■ **WHAT YOU ARE ASKED TO DO**: Among the entries below, how many lines hold "When"? Only the number is wanted.
═════ PROVIDED RECORDS
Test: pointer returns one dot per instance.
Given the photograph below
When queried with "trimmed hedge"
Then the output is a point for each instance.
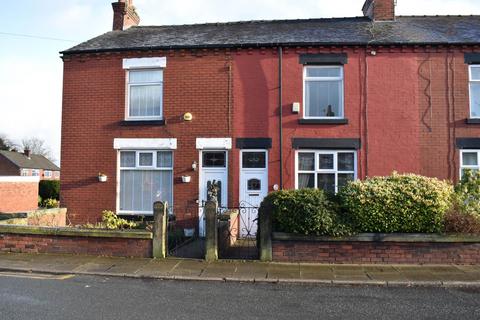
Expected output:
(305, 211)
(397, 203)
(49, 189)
══════════
═════ PROVIDED RECORDS
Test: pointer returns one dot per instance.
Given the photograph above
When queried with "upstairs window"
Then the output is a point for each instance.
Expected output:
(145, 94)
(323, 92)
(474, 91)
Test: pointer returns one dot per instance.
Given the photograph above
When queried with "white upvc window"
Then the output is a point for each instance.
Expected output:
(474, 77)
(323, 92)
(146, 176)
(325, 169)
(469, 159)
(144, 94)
══════════
■ **ANSWER FOR THIS EXERCISE**: 3